Consigna y requisitos:
Extrae del relato sobre la final de 1976 entre Boca y River el pasaje que va desde "A las 10 de" hasta "de invento alguno.", ambos incluidos, y cópialo tal cual aparece.
== Texto fuente ==
Era el 22 de diciembre de 1976 y hacía un calor insoportable. Lo habíamos hablado unos días antes, cuando se pusieron en venta las entradas y volaron, como siempre. El Pepi había hecho el intento de comprarlas en La Boca. Imposible. Y la búsqueda terminó como siempre, con gases y palos policiales, caballos y perros contra los hinchas que pretendían una entrada.
A las 10 de la mañana de ese día lo decidimos: nos vamos para Avellaneda, sin un mango para comprar en la reventa pero con toda la decisión de entrar. Llegamos como a las dos de la tarde, porque en esa época (y supongo que ahora también) para viajar desde San Miguel en bondi, tren, subte y hasta en carreta hasta Avellaneda, era como viajar a Mar del Plata, más o menos. Pedrito, el Canario, Pepi y un servidor, rumbo a la primera y única final entre Boca y River en el fútbol profesional.
El verdadero valor del partido a jugarse hoy en Mendoza es que se trata de un Superclásico (aquel título que impuso el diario Crónica a principios de los '70), y con eso alcanza y sobra. Boca y River, los dos gigantes del fútbol argentino, lo garantizan sin necesidad de invento alguno.
El Cilindro de Avellaneda primero aparecía lejos cuando bajamos del tren. Llegamos casi hasta el estadio de Racing y a Pedrito se le ocurrió comprar un chori. Fueron dos para repartir entre cuatro. Y la mejor inversión de nuestras vidas futboleras: uno de los pibes del puesto nos sacó de la zona caliente y nos llevó (dando la vuelta al mundo) a una de las puertas de una de las cabeceras, las populares del anillo superior, que aún estaban cerradas. "Cuando las abran, se meten de prepo, como van a hacer casi todos", dijo el pibe y nos dejó por ahí. A eso de las cinco de la tarde, minga de esperar que abran: las cortinas metálicas volaron por el aire y ahí subimos, esquivando algún que otro palazo de la cana. Ver el césped desde arriba y sentir una leve brisa sobre la cara y el cuerpo ya era un premio. Nuestro premio: no teníamos otra opción que colarnos, y lo habíamos logrado.
Al rato, el escaso medio metro cuadrado de tu lugar se defendía con la fuerza. Minga de 71.000 entradas (69.000 vendidas y 2.000 de protocolo, según la AFA). Ahí había más de 100.000, y temblaba en serio ese cemento. Todo lo que pasó esa noche está en los archivos de los diarios (curiosamente, no se conservó ninguna copia de la TV, ni siquiera el gol épico y en blanco y negro del Chapa Suñé), el 1-0 para Boca, la vuelta olímpica, la gloria del bicampeonato de ese año para el equipo del Toto Lorenzo. Y en las retinas, las actuaciones memorables del Loco Gatti, de Jota Jota López en la otra vereda, de Mouzo, de Ribolzi y de Suñé.
===
== Lista de registros ==
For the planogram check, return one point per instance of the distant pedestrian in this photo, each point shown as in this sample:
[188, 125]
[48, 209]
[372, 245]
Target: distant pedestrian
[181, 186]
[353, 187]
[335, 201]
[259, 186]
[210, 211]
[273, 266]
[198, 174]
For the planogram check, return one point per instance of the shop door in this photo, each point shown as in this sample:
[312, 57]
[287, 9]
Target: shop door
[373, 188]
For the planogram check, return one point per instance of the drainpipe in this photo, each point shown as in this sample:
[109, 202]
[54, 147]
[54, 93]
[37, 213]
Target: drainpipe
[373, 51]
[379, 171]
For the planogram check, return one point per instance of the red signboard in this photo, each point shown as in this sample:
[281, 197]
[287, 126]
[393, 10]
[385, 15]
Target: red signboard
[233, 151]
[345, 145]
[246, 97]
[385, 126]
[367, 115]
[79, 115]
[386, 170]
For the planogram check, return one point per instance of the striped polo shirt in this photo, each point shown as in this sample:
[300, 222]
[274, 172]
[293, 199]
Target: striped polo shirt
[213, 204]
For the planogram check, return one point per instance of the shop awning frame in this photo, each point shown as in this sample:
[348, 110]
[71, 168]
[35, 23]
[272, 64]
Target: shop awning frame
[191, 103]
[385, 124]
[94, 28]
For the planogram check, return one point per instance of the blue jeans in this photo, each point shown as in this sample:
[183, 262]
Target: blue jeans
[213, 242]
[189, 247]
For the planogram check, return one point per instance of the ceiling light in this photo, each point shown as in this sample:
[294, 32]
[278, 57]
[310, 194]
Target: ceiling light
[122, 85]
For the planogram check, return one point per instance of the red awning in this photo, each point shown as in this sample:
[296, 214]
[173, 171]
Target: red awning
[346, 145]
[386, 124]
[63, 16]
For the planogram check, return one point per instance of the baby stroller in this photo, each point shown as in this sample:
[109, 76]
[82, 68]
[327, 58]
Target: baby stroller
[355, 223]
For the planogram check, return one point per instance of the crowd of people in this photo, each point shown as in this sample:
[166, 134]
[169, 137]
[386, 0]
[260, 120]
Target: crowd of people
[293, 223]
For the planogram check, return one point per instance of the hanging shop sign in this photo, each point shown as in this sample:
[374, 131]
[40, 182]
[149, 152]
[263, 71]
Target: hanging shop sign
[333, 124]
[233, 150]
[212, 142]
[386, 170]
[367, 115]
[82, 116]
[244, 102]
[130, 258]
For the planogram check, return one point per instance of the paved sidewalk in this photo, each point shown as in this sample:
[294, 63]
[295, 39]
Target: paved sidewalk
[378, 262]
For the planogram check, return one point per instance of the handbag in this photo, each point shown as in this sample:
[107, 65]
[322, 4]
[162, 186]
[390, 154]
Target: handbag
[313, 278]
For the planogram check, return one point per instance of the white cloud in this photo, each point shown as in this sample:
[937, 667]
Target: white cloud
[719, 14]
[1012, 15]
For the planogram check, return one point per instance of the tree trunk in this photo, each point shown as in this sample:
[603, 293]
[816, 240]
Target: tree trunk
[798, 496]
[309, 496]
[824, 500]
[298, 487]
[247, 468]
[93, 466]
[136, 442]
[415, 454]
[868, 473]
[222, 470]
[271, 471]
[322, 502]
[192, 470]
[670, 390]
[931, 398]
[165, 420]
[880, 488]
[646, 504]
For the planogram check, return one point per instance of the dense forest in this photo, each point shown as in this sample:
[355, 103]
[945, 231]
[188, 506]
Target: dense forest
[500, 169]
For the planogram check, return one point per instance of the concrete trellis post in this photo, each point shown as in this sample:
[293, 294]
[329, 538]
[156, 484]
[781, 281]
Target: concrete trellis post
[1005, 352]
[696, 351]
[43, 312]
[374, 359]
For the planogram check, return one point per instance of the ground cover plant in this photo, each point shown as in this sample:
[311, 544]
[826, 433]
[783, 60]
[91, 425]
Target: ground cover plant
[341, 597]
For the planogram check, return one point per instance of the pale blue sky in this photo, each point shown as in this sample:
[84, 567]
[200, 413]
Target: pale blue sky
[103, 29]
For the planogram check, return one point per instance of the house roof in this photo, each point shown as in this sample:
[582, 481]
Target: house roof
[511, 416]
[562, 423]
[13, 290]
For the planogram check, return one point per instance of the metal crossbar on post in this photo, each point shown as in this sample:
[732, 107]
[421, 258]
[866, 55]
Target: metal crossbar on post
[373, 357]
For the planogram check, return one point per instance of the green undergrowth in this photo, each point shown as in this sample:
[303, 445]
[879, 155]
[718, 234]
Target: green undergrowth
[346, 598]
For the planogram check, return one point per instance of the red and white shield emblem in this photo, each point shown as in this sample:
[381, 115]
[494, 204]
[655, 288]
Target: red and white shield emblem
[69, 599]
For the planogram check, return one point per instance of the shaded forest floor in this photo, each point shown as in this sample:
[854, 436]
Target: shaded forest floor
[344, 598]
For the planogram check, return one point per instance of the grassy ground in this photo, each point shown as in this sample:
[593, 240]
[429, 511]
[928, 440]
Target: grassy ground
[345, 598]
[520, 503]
===
Solución:
A las 10 de la mañana de ese día lo decidimos: nos vamos para Avellaneda, sin un mango para comprar en la reventa pero con toda la decisión de entrar. Llegamos como a las dos de la tarde, porque en esa época (y supongo que ahora también) para viajar desde San Miguel en bondi, tren, subte y hasta en carreta hasta Avellaneda, era como viajar a Mar del Plata, más o menos. Pedrito, el Canario, Pepi y un servidor, rumbo a la primera y única final entre Boca y River en el fútbol profesional.
El verdadero valor del partido a jugarse hoy en Mendoza es que se trata de un Superclásico (aquel título que impuso el diario Crónica a principios de los '70), y con eso alcanza y sobra. Boca y River, los dos gigantes del fútbol argentino, lo garantizan sin necesidad de invento alguno.